-- TEKS HASIL EKSTRAKSI --
DARI SEBUAH PERCAKAPAN: TENTANG NILAI-NILAI
KEINDONESIAAN

Oleh Tangkisan Letug

Sabtu malam kemarin aku menonton sebuah film yang
berjudul “Fiddler On The Roof” karya sutradara Norman
Jewison. Kisahnya bercerita tentang seorang miskin
bernama Tevye (Topo) sebagai “tukang susu” (milkman)
yang dengan tegarnya menghadapi penindasan di bawah
Tsar Rusia.  Sebagai orang Yahudi, dia sangat kuat
menjaga tradisi nilai-nilai leluhurnya. Digambarkan
pula bagaimana nilai-nilai tradisi membantunya
menghadapi masa-masa sulit. Kebanggaan sebagai seorang
Yahudi tidak menghalangi untuk bergaul dengan
tetangganya yang bukan Yahudi. Ia pun tetap merasa
sebagai bagian dari warga Rusia. 

Lalu pagi ini, di saat makan pagi, seorang teman
menggelitik dengan pertanyaan tentang “national
pride”. Ia bertanya secara retorikal, “Masihkah kita
memiliki kebanggaan nasional ketika begitu derasnya
arus luar negeri mempengaruhi kita?” Lalu dia menyebut
satu faktor kebanggaan nasional Indonesia yang mungkin
masih ada yakni soal bahasa nasional, bahasa
Indonesia. Ini satu faktor pengikat kebangsaan kita
yang masih ada sampai hari ini.  

Pertanyaan tentang “national pride” itu kiranya
mengena pada inti persoalan ikatan kebangsaan. Dengan
cara lain, pertanyaan itu bisa dirumuskan demikian,
“Apakah faktor pengikat jati diri kita sebagai bangsa
Indonesia, ketika kepentingan daerah dalam hal
keadilan, kesejahteraan dan kebudayaan terancam?” Bila
Soekarno dahulu dengan gigihnya meletakkan dasar-dasar
kebangsaan pada pengalaman senasib-sepenanggungan di
bawah penjajahan kolonialisme Belanda,  sekarang ini
semakin kentara rapuhnya dasar itu karena pengalaman
senasib-sepenanggungan yang dulu pernah diakui ada
kian luntur saja. Apakah faktor-faktor dekadensi
kebangsaan kita?

-- SOAL 1 --
Tuliskan ulang seluruh tulisan tentang nilai-nilai keindonesiaan di atas, sama persis kata demi kata.

(Cuplikan data kotak pembatas)
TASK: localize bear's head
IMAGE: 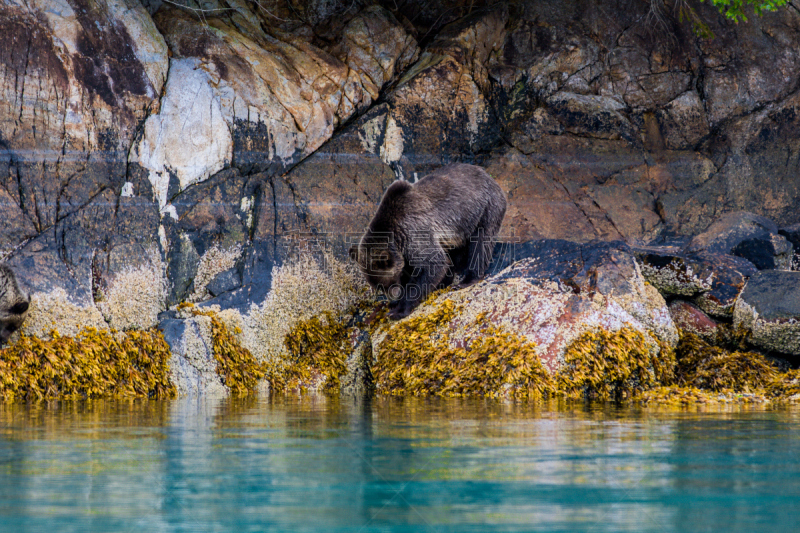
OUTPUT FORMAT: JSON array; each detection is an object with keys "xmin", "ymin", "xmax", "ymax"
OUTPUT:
[
  {"xmin": 0, "ymin": 297, "xmax": 30, "ymax": 344},
  {"xmin": 350, "ymin": 235, "xmax": 405, "ymax": 299}
]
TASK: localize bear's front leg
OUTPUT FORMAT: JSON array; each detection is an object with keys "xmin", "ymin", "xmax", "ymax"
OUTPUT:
[{"xmin": 389, "ymin": 249, "xmax": 450, "ymax": 320}]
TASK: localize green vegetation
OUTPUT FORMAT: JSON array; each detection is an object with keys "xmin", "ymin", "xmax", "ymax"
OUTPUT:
[
  {"xmin": 700, "ymin": 0, "xmax": 788, "ymax": 22},
  {"xmin": 676, "ymin": 0, "xmax": 788, "ymax": 39}
]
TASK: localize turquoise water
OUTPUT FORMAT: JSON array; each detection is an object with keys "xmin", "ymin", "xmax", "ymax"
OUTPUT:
[{"xmin": 0, "ymin": 397, "xmax": 800, "ymax": 533}]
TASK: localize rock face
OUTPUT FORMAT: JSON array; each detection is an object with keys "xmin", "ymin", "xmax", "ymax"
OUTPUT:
[
  {"xmin": 372, "ymin": 241, "xmax": 678, "ymax": 374},
  {"xmin": 686, "ymin": 212, "xmax": 793, "ymax": 270},
  {"xmin": 636, "ymin": 247, "xmax": 757, "ymax": 318},
  {"xmin": 733, "ymin": 271, "xmax": 800, "ymax": 356},
  {"xmin": 0, "ymin": 0, "xmax": 800, "ymax": 390}
]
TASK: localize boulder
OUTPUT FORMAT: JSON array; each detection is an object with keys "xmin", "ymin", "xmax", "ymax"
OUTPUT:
[
  {"xmin": 373, "ymin": 241, "xmax": 678, "ymax": 374},
  {"xmin": 733, "ymin": 270, "xmax": 800, "ymax": 356},
  {"xmin": 634, "ymin": 247, "xmax": 757, "ymax": 318},
  {"xmin": 159, "ymin": 316, "xmax": 230, "ymax": 397},
  {"xmin": 685, "ymin": 211, "xmax": 792, "ymax": 270}
]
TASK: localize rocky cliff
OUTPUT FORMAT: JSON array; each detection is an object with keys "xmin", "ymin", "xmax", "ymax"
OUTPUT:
[{"xmin": 0, "ymin": 0, "xmax": 800, "ymax": 390}]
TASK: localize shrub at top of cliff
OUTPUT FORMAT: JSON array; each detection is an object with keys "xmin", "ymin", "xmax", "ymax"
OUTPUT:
[{"xmin": 0, "ymin": 328, "xmax": 175, "ymax": 400}]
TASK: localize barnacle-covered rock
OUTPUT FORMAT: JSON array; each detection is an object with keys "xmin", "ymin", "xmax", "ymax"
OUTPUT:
[
  {"xmin": 733, "ymin": 270, "xmax": 800, "ymax": 356},
  {"xmin": 373, "ymin": 241, "xmax": 678, "ymax": 382}
]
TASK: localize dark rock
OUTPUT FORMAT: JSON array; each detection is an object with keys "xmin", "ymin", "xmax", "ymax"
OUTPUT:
[
  {"xmin": 779, "ymin": 224, "xmax": 800, "ymax": 270},
  {"xmin": 492, "ymin": 239, "xmax": 635, "ymax": 294},
  {"xmin": 634, "ymin": 247, "xmax": 757, "ymax": 317},
  {"xmin": 167, "ymin": 226, "xmax": 200, "ymax": 305},
  {"xmin": 206, "ymin": 267, "xmax": 242, "ymax": 296},
  {"xmin": 734, "ymin": 270, "xmax": 800, "ymax": 356},
  {"xmin": 686, "ymin": 211, "xmax": 792, "ymax": 270}
]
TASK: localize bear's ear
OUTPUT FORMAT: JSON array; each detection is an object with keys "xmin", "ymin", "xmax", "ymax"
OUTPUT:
[{"xmin": 372, "ymin": 250, "xmax": 391, "ymax": 270}]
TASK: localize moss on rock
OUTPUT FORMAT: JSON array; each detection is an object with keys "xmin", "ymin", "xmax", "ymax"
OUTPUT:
[{"xmin": 0, "ymin": 327, "xmax": 175, "ymax": 400}]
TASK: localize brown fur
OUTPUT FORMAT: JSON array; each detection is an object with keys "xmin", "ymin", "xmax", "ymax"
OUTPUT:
[
  {"xmin": 350, "ymin": 164, "xmax": 506, "ymax": 318},
  {"xmin": 0, "ymin": 265, "xmax": 31, "ymax": 344}
]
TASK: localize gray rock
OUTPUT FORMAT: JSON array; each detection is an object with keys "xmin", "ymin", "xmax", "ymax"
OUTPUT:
[
  {"xmin": 669, "ymin": 300, "xmax": 719, "ymax": 343},
  {"xmin": 685, "ymin": 211, "xmax": 792, "ymax": 270},
  {"xmin": 159, "ymin": 316, "xmax": 230, "ymax": 396},
  {"xmin": 733, "ymin": 270, "xmax": 800, "ymax": 356},
  {"xmin": 634, "ymin": 246, "xmax": 757, "ymax": 318},
  {"xmin": 206, "ymin": 267, "xmax": 242, "ymax": 296}
]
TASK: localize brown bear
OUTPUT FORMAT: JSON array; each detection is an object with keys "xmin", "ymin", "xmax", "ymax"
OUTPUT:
[
  {"xmin": 0, "ymin": 265, "xmax": 31, "ymax": 345},
  {"xmin": 350, "ymin": 164, "xmax": 506, "ymax": 319}
]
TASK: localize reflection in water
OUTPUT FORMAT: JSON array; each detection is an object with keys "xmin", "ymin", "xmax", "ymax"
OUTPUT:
[{"xmin": 0, "ymin": 396, "xmax": 800, "ymax": 532}]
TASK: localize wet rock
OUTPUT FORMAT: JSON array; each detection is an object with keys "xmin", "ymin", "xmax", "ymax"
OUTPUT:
[
  {"xmin": 206, "ymin": 268, "xmax": 242, "ymax": 296},
  {"xmin": 373, "ymin": 241, "xmax": 678, "ymax": 372},
  {"xmin": 779, "ymin": 224, "xmax": 800, "ymax": 270},
  {"xmin": 159, "ymin": 316, "xmax": 229, "ymax": 396},
  {"xmin": 778, "ymin": 224, "xmax": 800, "ymax": 251},
  {"xmin": 733, "ymin": 271, "xmax": 800, "ymax": 356},
  {"xmin": 669, "ymin": 300, "xmax": 719, "ymax": 344},
  {"xmin": 635, "ymin": 247, "xmax": 757, "ymax": 318},
  {"xmin": 657, "ymin": 90, "xmax": 711, "ymax": 150},
  {"xmin": 0, "ymin": 0, "xmax": 167, "ymax": 235},
  {"xmin": 686, "ymin": 212, "xmax": 792, "ymax": 270},
  {"xmin": 547, "ymin": 92, "xmax": 636, "ymax": 143}
]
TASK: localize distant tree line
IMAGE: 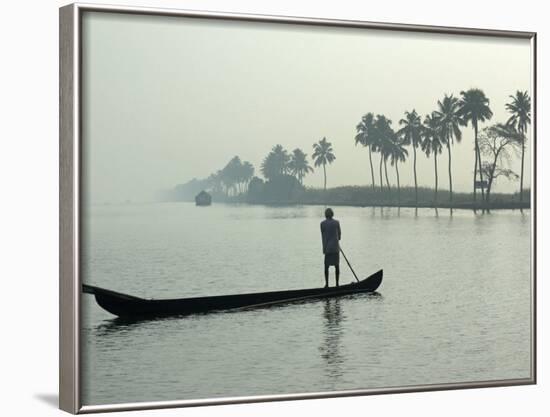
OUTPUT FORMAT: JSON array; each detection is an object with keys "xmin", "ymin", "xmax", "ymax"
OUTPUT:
[
  {"xmin": 171, "ymin": 88, "xmax": 531, "ymax": 207},
  {"xmin": 355, "ymin": 88, "xmax": 531, "ymax": 204}
]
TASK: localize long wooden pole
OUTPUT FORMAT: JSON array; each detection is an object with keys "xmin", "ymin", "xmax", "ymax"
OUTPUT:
[{"xmin": 340, "ymin": 248, "xmax": 359, "ymax": 282}]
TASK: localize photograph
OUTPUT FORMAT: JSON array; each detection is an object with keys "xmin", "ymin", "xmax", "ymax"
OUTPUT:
[{"xmin": 73, "ymin": 8, "xmax": 535, "ymax": 406}]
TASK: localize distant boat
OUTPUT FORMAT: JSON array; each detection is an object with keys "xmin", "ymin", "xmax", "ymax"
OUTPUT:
[
  {"xmin": 82, "ymin": 270, "xmax": 383, "ymax": 319},
  {"xmin": 195, "ymin": 190, "xmax": 212, "ymax": 206}
]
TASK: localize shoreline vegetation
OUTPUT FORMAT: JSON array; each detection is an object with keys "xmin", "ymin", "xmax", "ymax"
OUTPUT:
[
  {"xmin": 163, "ymin": 180, "xmax": 530, "ymax": 210},
  {"xmin": 166, "ymin": 88, "xmax": 531, "ymax": 210}
]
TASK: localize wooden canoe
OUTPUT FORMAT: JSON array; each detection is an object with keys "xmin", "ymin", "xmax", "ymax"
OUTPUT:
[{"xmin": 82, "ymin": 270, "xmax": 383, "ymax": 319}]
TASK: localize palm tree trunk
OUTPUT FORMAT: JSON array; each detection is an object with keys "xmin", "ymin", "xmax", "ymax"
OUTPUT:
[
  {"xmin": 485, "ymin": 151, "xmax": 500, "ymax": 205},
  {"xmin": 474, "ymin": 136, "xmax": 477, "ymax": 204},
  {"xmin": 519, "ymin": 132, "xmax": 525, "ymax": 203},
  {"xmin": 434, "ymin": 152, "xmax": 437, "ymax": 205},
  {"xmin": 384, "ymin": 159, "xmax": 391, "ymax": 194},
  {"xmin": 395, "ymin": 161, "xmax": 401, "ymax": 206},
  {"xmin": 323, "ymin": 164, "xmax": 327, "ymax": 194},
  {"xmin": 474, "ymin": 123, "xmax": 485, "ymax": 202},
  {"xmin": 380, "ymin": 153, "xmax": 384, "ymax": 193},
  {"xmin": 447, "ymin": 138, "xmax": 453, "ymax": 203},
  {"xmin": 414, "ymin": 143, "xmax": 418, "ymax": 207},
  {"xmin": 369, "ymin": 145, "xmax": 376, "ymax": 191}
]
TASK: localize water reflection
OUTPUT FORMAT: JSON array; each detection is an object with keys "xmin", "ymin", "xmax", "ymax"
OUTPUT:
[{"xmin": 319, "ymin": 298, "xmax": 345, "ymax": 378}]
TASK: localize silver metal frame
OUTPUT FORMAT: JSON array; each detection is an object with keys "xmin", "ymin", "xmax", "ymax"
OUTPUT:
[{"xmin": 59, "ymin": 3, "xmax": 537, "ymax": 414}]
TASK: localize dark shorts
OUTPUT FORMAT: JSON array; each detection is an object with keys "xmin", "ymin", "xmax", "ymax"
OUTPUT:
[{"xmin": 325, "ymin": 252, "xmax": 340, "ymax": 266}]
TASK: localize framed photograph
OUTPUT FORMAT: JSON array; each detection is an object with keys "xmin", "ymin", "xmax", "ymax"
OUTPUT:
[{"xmin": 60, "ymin": 4, "xmax": 536, "ymax": 413}]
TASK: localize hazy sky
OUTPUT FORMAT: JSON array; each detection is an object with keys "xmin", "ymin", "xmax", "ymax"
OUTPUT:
[{"xmin": 83, "ymin": 12, "xmax": 531, "ymax": 203}]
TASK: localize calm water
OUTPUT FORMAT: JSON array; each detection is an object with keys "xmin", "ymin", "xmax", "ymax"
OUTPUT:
[{"xmin": 82, "ymin": 203, "xmax": 531, "ymax": 404}]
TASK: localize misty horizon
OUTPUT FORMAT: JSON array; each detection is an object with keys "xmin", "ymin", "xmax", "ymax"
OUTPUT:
[{"xmin": 83, "ymin": 13, "xmax": 531, "ymax": 203}]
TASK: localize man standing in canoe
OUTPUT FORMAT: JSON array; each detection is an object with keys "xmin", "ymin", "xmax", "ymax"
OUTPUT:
[{"xmin": 321, "ymin": 208, "xmax": 342, "ymax": 288}]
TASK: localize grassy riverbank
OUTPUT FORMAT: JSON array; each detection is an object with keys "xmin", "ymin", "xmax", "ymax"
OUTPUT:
[{"xmin": 210, "ymin": 186, "xmax": 530, "ymax": 210}]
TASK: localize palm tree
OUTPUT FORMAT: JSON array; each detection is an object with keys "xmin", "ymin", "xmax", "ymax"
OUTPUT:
[
  {"xmin": 397, "ymin": 109, "xmax": 422, "ymax": 206},
  {"xmin": 434, "ymin": 94, "xmax": 464, "ymax": 203},
  {"xmin": 355, "ymin": 113, "xmax": 376, "ymax": 190},
  {"xmin": 460, "ymin": 88, "xmax": 493, "ymax": 203},
  {"xmin": 241, "ymin": 161, "xmax": 254, "ymax": 192},
  {"xmin": 288, "ymin": 148, "xmax": 313, "ymax": 184},
  {"xmin": 389, "ymin": 135, "xmax": 409, "ymax": 205},
  {"xmin": 506, "ymin": 91, "xmax": 531, "ymax": 203},
  {"xmin": 421, "ymin": 113, "xmax": 443, "ymax": 205},
  {"xmin": 312, "ymin": 137, "xmax": 336, "ymax": 191},
  {"xmin": 260, "ymin": 145, "xmax": 290, "ymax": 180},
  {"xmin": 371, "ymin": 114, "xmax": 395, "ymax": 192}
]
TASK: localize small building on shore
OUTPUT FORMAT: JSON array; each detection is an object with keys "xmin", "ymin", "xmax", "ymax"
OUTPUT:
[{"xmin": 195, "ymin": 190, "xmax": 212, "ymax": 206}]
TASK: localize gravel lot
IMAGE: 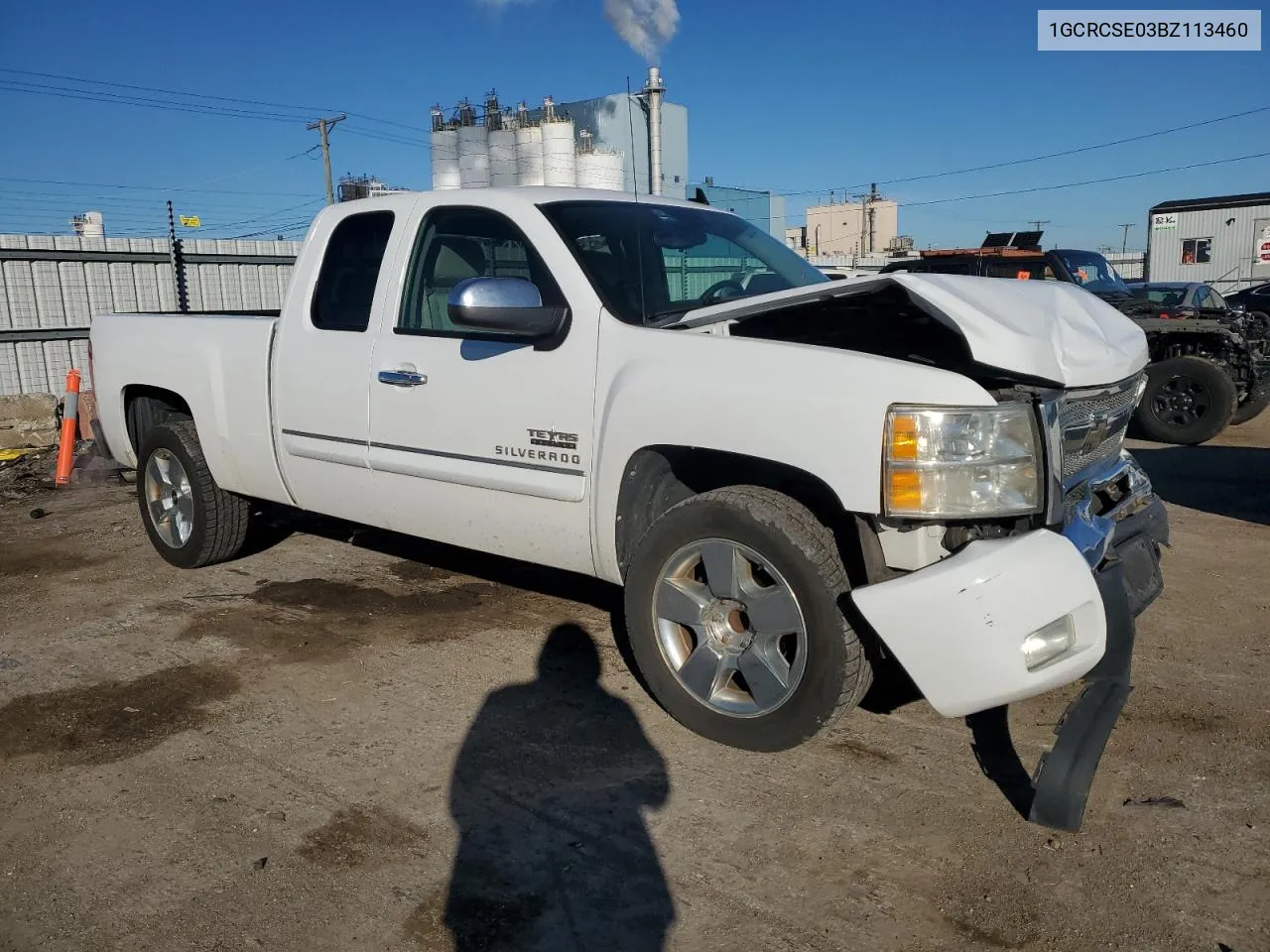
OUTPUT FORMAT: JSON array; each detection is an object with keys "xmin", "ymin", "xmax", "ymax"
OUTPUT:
[{"xmin": 0, "ymin": 414, "xmax": 1270, "ymax": 952}]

-- SOAL 2 --
Sunting bagian daftar mulai dari baris yang memuat "TASK: localize man standing in canoe" sampai akhir daftar dengan mengganti "palm tree" menjadi "coconut tree", dan biarkan bagian lainnya tidak berubah. Tampilkan bagian itu saja tanpa gambarnya.

-- JAWABAN BENAR 1 --
DARI SEBUAH PERCAKAPAN: TENTANG NILAI-NILAI
KEINDONESIAAN

Oleh Tangkisan Letug

Sabtu malam kemarin aku menonton sebuah film yang
berjudul “Fiddler On The Roof” karya sutradara Norman
Jewison. Kisahnya bercerita tentang seorang miskin
bernama Tevye (Topo) sebagai “tukang susu” (milkman)
yang dengan tegarnya menghadapi penindasan di bawah
Tsar Rusia.  Sebagai orang Yahudi, dia sangat kuat
menjaga tradisi nilai-nilai leluhurnya. Digambarkan
pula bagaimana nilai-nilai tradisi membantunya
menghadapi masa-masa sulit. Kebanggaan sebagai seorang
Yahudi tidak menghalangi untuk bergaul dengan
tetangganya yang bukan Yahudi. Ia pun tetap merasa
sebagai bagian dari warga Rusia. 

Lalu pagi ini, di saat makan pagi, seorang teman
menggelitik dengan pertanyaan tentang “national
pride”. Ia bertanya secara retorikal, “Masihkah kita
memiliki kebanggaan nasional ketika begitu derasnya
arus luar negeri mempengaruhi kita?” Lalu dia menyebut
satu faktor kebanggaan nasional Indonesia yang mungkin
masih ada yakni soal bahasa nasional, bahasa
Indonesia. Ini satu faktor pengikat kebangsaan kita
yang masih ada sampai hari ini.  

Pertanyaan tentang “national pride” itu kiranya
mengena pada inti persoalan ikatan kebangsaan. Dengan
cara lain, pertanyaan itu bisa dirumuskan demikian,
“Apakah faktor pengikat jati diri kita sebagai bangsa
Indonesia, ketika kepentingan daerah dalam hal
keadilan, kesejahteraan dan kebudayaan terancam?” Bila
Soekarno dahulu dengan gigihnya meletakkan dasar-dasar
kebangsaan pada pengalaman senasib-sepenanggungan di
bawah penjajahan kolonialisme Belanda,  sekarang ini
semakin kentara rapuhnya dasar itu karena pengalaman
senasib-sepenanggungan yang dulu pernah diakui ada
kian luntur saja. Apakah faktor-faktor dekadensi
kebangsaan kita?

-- JAWABAN BENAR 2 --
TASK: localize man standing in canoe
OUTPUT FORMAT: JSON array; each detection is an object with keys "xmin", "ymin", "xmax", "ymax"
OUTPUT:
[{"xmin": 321, "ymin": 208, "xmax": 342, "ymax": 288}]
TASK: localize grassy riverbank
OUTPUT FORMAT: JSON array; each detection is an object with keys "xmin", "ymin", "xmax", "ymax"
OUTPUT:
[{"xmin": 210, "ymin": 186, "xmax": 530, "ymax": 210}]
TASK: localize coconut tree
OUTPUT FORMAT: JSON array; each detection is an object with keys "xmin", "ymin", "xmax", "ymax"
OUTPUT:
[
  {"xmin": 397, "ymin": 109, "xmax": 422, "ymax": 206},
  {"xmin": 434, "ymin": 94, "xmax": 464, "ymax": 203},
  {"xmin": 355, "ymin": 113, "xmax": 376, "ymax": 190},
  {"xmin": 460, "ymin": 88, "xmax": 493, "ymax": 203},
  {"xmin": 241, "ymin": 161, "xmax": 254, "ymax": 192},
  {"xmin": 288, "ymin": 148, "xmax": 313, "ymax": 184},
  {"xmin": 389, "ymin": 135, "xmax": 409, "ymax": 205},
  {"xmin": 506, "ymin": 91, "xmax": 531, "ymax": 203},
  {"xmin": 421, "ymin": 113, "xmax": 443, "ymax": 205},
  {"xmin": 312, "ymin": 137, "xmax": 336, "ymax": 191},
  {"xmin": 260, "ymin": 145, "xmax": 290, "ymax": 180},
  {"xmin": 371, "ymin": 114, "xmax": 395, "ymax": 192}
]
TASK: localize small building on shore
OUTPUT FORMAT: JSON array; each detection is an object with keys "xmin", "ymin", "xmax", "ymax"
OUTPUT:
[{"xmin": 195, "ymin": 190, "xmax": 212, "ymax": 206}]
TASK: localize gravel lot
IMAGE: 
OUTPUT FORMAT: JSON array; each detection is an object with keys "xmin", "ymin", "xmax", "ymax"
OUTPUT:
[{"xmin": 0, "ymin": 414, "xmax": 1270, "ymax": 952}]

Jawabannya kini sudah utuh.